Source document ::
::::::::
United States District Court, C.D. California.
Apr 24, 2012
857 F. Supp. 2d 969 (C.D. Cal. 2012)

Opinion

Case No. EDCV 11–0030 DOC (OPx).

2012-04-24

Sandi RUSH, Plaintiff(s), v. DENCO ENTERPRISES, INC., et al., Defendant(s).

Scottlynn J. Hubbard IV, Daniel Watts, Law Offices of Lynn Hubbard, Chico, CA, for Plaintiff. David W. Peters, Lawyers Against Lawsuit Abuse, San Diego, CA, for Defendant.



Scottlynn J. Hubbard IV, Daniel Watts, Law Offices of Lynn Hubbard, Chico, CA, for Plaintiff. David W. Peters, Lawyers Against Lawsuit Abuse, San Diego, CA, for Defendant.

ORDER GRANTING IN PART AND DENYING AS MOOT IN PART PLAINTIFF'S MOTION FOR SUMMARY JUDGMENT


DAVID O. CARTER, District Judge.

Before the Court is a Motion for Partial Summary Judgment filed by Plaintiff Sandi Rush (Docket 41) (“Motion for Summary Judgment”). After careful consideration of the moving, opposing, and replying papers, as well as oral argument, this Court hereby GRANTS IN PART AND DENIES AS MOOT IN PART Plaintiff's Motion for Summary Judgment.
::::::::
Dataset ::
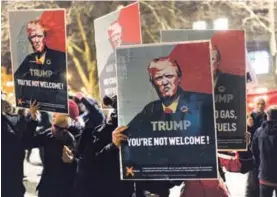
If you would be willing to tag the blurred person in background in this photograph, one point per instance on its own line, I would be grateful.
(13, 129)
(264, 148)
(59, 145)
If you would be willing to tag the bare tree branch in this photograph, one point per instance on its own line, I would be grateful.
(78, 66)
(252, 14)
(147, 4)
(71, 43)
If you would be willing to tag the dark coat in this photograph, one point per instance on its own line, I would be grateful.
(200, 115)
(13, 129)
(55, 61)
(102, 170)
(57, 178)
(264, 148)
(258, 120)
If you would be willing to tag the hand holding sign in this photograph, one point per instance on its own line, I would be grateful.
(67, 155)
(118, 135)
(34, 109)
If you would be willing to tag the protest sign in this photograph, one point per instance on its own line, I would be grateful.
(165, 96)
(38, 43)
(229, 65)
(121, 27)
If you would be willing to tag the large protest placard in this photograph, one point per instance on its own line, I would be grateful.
(121, 27)
(165, 96)
(229, 66)
(38, 43)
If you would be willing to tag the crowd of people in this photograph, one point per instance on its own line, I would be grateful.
(81, 154)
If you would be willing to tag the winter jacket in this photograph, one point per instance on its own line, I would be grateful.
(258, 120)
(102, 170)
(57, 178)
(13, 129)
(216, 188)
(264, 148)
(93, 118)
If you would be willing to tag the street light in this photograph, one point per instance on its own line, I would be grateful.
(221, 24)
(83, 89)
(9, 83)
(199, 25)
(68, 76)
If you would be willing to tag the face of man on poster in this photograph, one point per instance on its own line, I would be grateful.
(260, 106)
(37, 36)
(115, 34)
(165, 76)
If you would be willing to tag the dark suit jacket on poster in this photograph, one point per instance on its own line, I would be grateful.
(55, 61)
(235, 85)
(200, 114)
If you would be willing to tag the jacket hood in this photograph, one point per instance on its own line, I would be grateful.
(270, 127)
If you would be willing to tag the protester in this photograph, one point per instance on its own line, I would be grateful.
(257, 117)
(254, 121)
(232, 162)
(102, 170)
(264, 148)
(13, 127)
(59, 144)
(92, 116)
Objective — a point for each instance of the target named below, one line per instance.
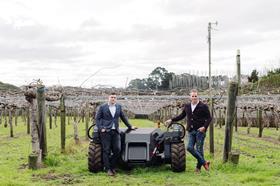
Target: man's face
(112, 99)
(194, 97)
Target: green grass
::::::::
What you will do :: Continue the court order on the summary judgment motion from the point where it ends, picking up after its last sentence.

Answer to this task ::
I. BACKGROUND

Plaintiff Sandi Rush (“Plaintiff”) is a paraplegic who is unable to walk or stand and requires the use of a wheelchair for mobility. Second Amended Complaint (“SAC”), ¶ 8. Plaintiff brings suit against Defendant Denco Enterprises, dba Denny's (“Defendant”), the owner and operator of a chain of restaurants, on the ground that Defendant's facilities are not wheelchair accessible. Specifically, Plaintiff alleges that Defendant maintains at least 17 barriers to accessibility, id. at ¶ 11–27, although it appears that only two have yet to be remedied by Defendant. See Motion for Summary Judgment, 2. The SAC lists causes of action for (1) violation of the Americans with Disabilities Act (“ADA”), (2) violation of California's Disabled Persons Act as set forth in California Civil Code § 54 (“CDPA”), (3) violation of the Unruh Civil Rights Act as set forth in California Civil Code § 51 (“Unruh Act”), and (4) violation of California Health and Safety Code § 19955(a) and 19959.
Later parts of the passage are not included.